Stored records
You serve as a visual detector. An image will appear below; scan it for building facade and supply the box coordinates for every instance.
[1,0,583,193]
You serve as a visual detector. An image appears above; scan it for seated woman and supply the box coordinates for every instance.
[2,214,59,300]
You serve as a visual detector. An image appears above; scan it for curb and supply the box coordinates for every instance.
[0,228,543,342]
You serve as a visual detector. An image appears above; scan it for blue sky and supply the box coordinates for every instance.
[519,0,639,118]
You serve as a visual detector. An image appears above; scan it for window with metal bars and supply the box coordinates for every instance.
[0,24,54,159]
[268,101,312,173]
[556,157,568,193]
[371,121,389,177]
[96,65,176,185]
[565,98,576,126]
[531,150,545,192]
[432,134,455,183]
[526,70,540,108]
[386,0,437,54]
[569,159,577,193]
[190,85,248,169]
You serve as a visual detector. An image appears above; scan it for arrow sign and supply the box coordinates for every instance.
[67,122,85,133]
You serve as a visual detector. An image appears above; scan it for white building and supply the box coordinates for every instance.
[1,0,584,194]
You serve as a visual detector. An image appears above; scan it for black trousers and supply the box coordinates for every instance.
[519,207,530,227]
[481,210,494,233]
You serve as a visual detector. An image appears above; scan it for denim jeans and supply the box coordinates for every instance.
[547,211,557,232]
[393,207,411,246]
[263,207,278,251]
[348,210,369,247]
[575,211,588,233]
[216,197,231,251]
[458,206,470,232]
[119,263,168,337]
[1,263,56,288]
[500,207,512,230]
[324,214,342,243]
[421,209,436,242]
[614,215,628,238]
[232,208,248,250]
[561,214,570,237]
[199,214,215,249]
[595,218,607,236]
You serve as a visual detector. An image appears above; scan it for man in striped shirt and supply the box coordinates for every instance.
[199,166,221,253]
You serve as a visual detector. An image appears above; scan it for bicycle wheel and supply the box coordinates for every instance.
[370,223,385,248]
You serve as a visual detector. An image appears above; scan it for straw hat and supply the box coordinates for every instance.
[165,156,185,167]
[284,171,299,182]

__About this exercise__
Each of the lines above should be printed again precisely as it reads.

__Answer space__
You serve as a visual detector. An image will appear below; scan it for building facade and supply the box coordinates for every instance.
[1,0,583,193]
You serve as a visual detector. An image appears above; scan it for seated woman and supply the box coordinates for every instance.
[2,214,59,300]
You serve as a visual detector. An image appears above; scan it for curb and supply the box coordinates for every instance.
[0,228,543,342]
You serve as a visual detector. An image appears above; scan it for blue sky and supply the box coordinates for every instance.
[519,0,639,118]
You serve as a visual detector. An image appears above; scan it for window with metal bars and supply the box coordinates for every instance.
[0,24,54,159]
[268,101,312,173]
[556,157,568,193]
[371,121,389,177]
[96,65,176,185]
[565,98,576,126]
[531,150,545,192]
[432,134,455,183]
[526,70,540,108]
[386,0,437,54]
[569,159,577,193]
[190,85,248,169]
You serve as a visual detector. An image appears above; scan it for arrow sign and supply the box coordinates for every instance.
[67,122,85,133]
You serve as a visual detector. An image appears above; scan it for white building and supply the box coordinates for every instance.
[1,0,584,194]
You serve as a visual detector. An image appears above; scan it for black trousers and supply the box coordinates for every instance.
[519,207,530,227]
[481,210,494,233]
You serve as a visual detector. An image appears above; scan it for denim jeans and supply the box coordinates for every instance.
[547,211,557,232]
[393,207,411,246]
[263,207,278,251]
[348,210,369,247]
[575,211,588,233]
[216,197,231,251]
[458,206,470,232]
[119,263,168,337]
[1,263,56,288]
[500,207,512,230]
[324,214,342,243]
[421,209,436,242]
[614,215,628,238]
[232,208,248,250]
[561,214,570,237]
[199,214,215,249]
[595,218,607,236]
You serve as a visual detector. An image appears above; scan it for man in striped shirt and supply the box coordinates for every instance.
[199,166,221,253]
You serve as a visual detector. An image appears above; scan it for bicycle wheel and supply the box coordinates for every instance.
[370,223,385,248]
You serve as a visual detector. An image appears above; scan it for straw hat and supply the box coordinates for every instance.
[165,156,185,167]
[284,171,299,182]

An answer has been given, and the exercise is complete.